▶ [DATA EXTRACT]:
□ □ □
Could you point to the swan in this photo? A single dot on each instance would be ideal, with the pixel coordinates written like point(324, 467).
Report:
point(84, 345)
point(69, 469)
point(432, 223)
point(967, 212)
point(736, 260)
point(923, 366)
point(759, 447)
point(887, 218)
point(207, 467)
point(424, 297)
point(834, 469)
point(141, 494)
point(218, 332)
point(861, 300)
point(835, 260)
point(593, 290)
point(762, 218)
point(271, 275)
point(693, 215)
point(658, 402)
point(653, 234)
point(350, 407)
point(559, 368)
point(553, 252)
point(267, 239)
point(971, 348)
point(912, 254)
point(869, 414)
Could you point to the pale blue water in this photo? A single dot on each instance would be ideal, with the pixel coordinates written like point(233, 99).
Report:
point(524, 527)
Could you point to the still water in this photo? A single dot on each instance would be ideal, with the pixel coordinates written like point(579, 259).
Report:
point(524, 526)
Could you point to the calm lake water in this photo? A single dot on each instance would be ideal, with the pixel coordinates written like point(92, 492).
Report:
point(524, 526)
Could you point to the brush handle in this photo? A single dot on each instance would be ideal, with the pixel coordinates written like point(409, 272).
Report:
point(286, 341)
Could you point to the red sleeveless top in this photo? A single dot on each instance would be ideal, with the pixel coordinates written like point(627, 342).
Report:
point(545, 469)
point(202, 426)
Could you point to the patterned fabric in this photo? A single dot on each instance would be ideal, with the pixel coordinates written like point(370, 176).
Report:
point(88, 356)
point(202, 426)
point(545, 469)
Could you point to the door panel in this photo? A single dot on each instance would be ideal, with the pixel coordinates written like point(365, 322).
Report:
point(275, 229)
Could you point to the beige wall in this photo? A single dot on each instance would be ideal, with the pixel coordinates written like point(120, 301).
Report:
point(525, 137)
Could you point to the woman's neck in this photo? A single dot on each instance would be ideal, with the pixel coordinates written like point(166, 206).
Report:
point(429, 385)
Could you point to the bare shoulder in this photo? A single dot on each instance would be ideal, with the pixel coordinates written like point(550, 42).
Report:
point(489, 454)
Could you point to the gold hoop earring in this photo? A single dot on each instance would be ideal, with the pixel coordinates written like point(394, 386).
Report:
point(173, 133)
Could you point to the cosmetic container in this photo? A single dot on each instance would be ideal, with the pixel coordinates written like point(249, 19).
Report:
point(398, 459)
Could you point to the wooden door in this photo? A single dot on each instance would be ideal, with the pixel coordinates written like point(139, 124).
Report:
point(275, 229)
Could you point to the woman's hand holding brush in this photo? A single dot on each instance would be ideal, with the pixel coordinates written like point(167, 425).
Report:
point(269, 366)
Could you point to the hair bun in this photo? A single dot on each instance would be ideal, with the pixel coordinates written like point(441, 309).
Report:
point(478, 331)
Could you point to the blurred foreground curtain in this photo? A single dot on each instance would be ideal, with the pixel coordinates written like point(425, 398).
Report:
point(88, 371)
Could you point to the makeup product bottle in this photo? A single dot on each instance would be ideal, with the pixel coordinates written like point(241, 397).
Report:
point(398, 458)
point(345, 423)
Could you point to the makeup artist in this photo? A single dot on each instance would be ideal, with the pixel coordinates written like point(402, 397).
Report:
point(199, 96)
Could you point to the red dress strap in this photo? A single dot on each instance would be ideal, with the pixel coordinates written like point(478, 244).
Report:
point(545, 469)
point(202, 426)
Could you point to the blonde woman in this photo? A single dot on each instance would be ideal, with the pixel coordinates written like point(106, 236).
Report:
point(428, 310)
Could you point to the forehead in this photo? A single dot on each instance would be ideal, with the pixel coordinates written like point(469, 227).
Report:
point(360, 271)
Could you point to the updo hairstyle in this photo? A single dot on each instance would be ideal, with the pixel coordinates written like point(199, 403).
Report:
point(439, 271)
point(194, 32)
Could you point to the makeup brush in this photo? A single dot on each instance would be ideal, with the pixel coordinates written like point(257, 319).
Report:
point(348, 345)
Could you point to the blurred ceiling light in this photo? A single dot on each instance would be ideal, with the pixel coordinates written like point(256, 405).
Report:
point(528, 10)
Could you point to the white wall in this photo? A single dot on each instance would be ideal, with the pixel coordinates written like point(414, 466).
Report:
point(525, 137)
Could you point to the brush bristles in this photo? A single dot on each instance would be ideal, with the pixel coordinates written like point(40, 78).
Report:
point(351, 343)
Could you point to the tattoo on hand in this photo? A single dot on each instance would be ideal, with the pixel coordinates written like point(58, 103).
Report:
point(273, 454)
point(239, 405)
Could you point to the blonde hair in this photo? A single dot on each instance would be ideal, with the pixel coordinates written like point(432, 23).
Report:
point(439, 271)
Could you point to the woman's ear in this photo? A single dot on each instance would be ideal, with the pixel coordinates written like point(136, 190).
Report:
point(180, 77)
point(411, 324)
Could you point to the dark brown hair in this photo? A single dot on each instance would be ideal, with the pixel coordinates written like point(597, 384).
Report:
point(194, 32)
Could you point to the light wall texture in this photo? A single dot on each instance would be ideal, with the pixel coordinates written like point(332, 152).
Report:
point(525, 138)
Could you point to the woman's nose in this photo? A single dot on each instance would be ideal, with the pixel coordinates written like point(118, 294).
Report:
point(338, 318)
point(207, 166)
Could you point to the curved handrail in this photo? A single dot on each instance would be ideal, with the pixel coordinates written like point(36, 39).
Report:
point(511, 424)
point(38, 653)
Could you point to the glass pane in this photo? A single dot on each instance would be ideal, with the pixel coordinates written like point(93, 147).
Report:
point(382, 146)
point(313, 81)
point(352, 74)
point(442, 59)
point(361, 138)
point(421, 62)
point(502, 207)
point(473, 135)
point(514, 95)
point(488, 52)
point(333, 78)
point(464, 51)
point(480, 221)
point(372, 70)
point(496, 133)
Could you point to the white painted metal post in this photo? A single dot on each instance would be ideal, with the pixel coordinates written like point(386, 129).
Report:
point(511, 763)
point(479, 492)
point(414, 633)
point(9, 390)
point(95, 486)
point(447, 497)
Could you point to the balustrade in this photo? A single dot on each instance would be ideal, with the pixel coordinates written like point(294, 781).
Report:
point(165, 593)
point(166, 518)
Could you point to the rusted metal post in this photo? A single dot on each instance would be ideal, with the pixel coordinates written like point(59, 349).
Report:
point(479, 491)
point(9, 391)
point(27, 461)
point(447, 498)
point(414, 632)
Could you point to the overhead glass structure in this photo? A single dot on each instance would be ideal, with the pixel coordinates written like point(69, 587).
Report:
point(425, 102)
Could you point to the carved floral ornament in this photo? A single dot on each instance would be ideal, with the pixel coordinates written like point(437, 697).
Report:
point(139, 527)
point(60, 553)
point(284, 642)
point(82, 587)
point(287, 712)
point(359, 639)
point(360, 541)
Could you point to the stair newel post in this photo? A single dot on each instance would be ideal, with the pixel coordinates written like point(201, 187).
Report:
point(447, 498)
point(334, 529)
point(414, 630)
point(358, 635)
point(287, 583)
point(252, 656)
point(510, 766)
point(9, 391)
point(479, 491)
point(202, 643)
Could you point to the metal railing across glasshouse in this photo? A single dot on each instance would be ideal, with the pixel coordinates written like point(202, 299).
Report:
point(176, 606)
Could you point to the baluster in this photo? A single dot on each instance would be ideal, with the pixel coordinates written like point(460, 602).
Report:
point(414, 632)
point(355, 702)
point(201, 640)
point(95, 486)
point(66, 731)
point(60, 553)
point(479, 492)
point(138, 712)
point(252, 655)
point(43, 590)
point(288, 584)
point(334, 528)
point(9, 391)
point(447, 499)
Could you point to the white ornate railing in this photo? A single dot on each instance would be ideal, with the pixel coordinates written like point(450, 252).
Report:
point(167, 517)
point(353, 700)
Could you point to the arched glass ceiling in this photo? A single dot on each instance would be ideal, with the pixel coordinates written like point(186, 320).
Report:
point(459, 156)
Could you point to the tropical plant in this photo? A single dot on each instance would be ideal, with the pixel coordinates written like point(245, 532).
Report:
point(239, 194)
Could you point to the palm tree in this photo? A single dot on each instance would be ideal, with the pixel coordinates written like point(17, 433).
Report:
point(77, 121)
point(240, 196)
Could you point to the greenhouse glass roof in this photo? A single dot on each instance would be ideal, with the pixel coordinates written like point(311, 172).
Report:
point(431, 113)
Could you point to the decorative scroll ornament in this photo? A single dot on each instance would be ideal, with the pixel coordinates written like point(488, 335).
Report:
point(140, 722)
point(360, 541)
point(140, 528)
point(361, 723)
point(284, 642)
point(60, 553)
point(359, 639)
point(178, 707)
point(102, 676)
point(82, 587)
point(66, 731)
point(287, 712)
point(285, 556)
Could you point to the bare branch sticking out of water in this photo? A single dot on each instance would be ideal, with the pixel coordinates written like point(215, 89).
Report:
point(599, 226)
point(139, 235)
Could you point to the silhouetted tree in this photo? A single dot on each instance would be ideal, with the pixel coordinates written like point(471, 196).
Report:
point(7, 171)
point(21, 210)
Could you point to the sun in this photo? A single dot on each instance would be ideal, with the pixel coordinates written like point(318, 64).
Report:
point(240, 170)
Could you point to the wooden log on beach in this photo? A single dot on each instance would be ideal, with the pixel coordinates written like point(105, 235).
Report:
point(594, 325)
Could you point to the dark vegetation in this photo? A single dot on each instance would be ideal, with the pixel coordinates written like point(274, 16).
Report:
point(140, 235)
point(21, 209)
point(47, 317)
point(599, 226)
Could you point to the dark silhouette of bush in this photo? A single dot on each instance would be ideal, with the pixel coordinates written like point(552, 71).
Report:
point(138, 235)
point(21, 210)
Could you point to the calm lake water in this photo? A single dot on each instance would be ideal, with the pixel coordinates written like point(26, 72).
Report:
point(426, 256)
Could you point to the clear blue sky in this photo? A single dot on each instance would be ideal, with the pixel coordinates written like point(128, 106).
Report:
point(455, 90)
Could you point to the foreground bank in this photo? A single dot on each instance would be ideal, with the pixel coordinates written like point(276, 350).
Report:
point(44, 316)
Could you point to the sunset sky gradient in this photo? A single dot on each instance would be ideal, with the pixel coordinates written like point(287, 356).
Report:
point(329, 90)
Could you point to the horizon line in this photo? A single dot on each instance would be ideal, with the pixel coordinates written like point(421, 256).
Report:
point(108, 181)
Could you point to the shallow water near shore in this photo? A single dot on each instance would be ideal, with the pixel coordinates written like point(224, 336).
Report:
□ □ □
▶ [TASK TO COMPLETE]:
Find the string "dark" in the records, then copy each line where it occurs.

▶ [ANSWER TO THIS TASK]:
Could you point to the dark brown hair in this photo? A single dot on each instance would be ideal, with the pixel coordinates written like point(597, 384).
Could you point to the dark vegetation in this photo? A single dot on each instance would be ideal, with the pixel coordinates written like point(274, 16).
Could you point to the dark silhouette of bush in this photo? A single dot on each instance would be ideal, with the pixel coordinates written like point(552, 71).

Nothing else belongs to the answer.